▸ **DOCUMENT PASSAGE**:
::::::::::
Biden honored the 32nd president’s style of promoting “empathy, courage, optimism” in the face of personal pain, while “lifting us out of the Great Depression, defeating tyranny, saving democracy,” he said, linking to those themes in his own campaign. He spoke with a particular focus on racial injustice, at one point evoking George Floyd and Breonna Taylor’s names, and used religious terms several times.
“God and history have called us to this moment and to this mission,” Biden said. “With our voices and our votes, we must free ourselves from the forces of darkness, from the forces of division, and from the forces of yesterday.”
On message, Biden also devoted time to criticizing Trump’s divisive approach to the pandemic that has taken and is still plaguing thousands of lives throughout the country.
“Many of these lives lost in the cruelest way possible,” Biden said. “Alone. Alone in a hospital room. Alone in a nursing home. No family. No friends. No loved ones beside them in those final moments.”
::::::::::
▸ **Dataset entries**:
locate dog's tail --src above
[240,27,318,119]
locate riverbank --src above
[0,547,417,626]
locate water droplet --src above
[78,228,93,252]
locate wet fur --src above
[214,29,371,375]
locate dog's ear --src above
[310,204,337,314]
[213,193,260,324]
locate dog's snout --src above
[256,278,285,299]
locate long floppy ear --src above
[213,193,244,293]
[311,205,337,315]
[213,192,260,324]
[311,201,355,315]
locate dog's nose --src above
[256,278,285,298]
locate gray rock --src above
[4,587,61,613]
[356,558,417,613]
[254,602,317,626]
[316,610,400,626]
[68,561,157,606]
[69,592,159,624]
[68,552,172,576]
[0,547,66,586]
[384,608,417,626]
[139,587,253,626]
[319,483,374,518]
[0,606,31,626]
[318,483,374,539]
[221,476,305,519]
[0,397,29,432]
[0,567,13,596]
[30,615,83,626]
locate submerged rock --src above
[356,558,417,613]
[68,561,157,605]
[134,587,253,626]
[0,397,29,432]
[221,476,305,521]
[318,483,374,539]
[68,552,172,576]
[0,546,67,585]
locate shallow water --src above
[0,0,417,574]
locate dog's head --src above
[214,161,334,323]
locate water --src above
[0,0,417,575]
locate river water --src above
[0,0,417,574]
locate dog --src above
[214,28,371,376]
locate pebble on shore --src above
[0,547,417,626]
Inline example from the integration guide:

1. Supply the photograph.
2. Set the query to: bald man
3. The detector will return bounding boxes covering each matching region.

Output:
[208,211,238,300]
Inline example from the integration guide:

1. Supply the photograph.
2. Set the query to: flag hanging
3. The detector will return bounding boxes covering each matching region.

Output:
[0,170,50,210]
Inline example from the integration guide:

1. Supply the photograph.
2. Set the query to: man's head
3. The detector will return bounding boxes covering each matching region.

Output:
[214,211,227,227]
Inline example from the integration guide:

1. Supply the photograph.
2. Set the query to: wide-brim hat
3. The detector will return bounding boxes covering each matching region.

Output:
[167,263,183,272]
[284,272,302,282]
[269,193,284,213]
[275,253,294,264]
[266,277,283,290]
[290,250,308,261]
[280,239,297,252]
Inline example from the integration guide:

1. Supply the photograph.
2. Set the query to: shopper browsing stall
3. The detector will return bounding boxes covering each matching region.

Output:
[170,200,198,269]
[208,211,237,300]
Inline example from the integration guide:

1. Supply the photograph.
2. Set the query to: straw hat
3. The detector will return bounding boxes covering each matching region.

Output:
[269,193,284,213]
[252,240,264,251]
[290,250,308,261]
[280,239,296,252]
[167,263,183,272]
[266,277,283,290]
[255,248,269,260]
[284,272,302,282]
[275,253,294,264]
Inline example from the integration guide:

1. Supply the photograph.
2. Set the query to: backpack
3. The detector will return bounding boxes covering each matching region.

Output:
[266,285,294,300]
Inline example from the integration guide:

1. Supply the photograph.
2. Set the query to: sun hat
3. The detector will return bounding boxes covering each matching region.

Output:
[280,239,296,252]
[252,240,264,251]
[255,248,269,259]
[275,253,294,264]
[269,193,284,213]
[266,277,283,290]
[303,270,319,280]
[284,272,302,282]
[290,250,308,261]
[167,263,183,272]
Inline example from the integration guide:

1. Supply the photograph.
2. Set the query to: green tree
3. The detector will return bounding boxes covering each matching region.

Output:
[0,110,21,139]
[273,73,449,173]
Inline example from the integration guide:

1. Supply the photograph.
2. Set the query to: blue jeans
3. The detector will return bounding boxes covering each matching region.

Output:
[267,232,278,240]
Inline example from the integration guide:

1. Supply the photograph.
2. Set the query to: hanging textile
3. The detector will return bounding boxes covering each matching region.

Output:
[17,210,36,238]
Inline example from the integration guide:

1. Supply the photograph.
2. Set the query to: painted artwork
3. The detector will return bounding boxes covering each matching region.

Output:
::::::::::
▸ **PROBLEMS TO SOLVE**:
**a)** In the passage on Biden's speech, shorten the paragraph beginning "Biden honored the 32nd president's style" into a brief bulleted list that keeps its main facts.
**b)** According to the passage on Biden's speech, whose names did Biden evoke while focusing on racial injustice?
**c)** Continue the passage on Biden's speech from the point where it ends.

▸ **ANSWERS TO THE TASKS**:
**a)**
- Biden praised the 32nd president for promoting "empathy, courage, optimism" despite personal pain, while "lifting us out of the Great Depression, defeating tyranny, saving democracy."
- He tied those themes to his own campaign.
- He focused especially on racial injustice, at one point evoking George Floyd and Breonna Taylor.
- He used religious terms several times.

**b)** George Floyd and Breonna Taylor.

**c)**
“I know how it feels to lose someone you love. I know that deep black hole that opens up in your chest,” he said. “The tragic truth of our time is that COVID has left a deep and lasting wound in this country.”
Later on Tuesday in Atlanta, Biden is expected to speak at a “drive-in” event, which has become a campaign favorite. In the state, polling averages show a statistical tie between the two nominees, with Biden at 47.6 percent and Trump at 47.2 percent.
“When news of FDR’s death went out on the wires, an editor in Chicago turned to his colleagues and said, ‘Clear the decks for action,’” Biden said. “So I say to you today: If you give me the honor of serving as your president, clear the decks for action, for we will act.”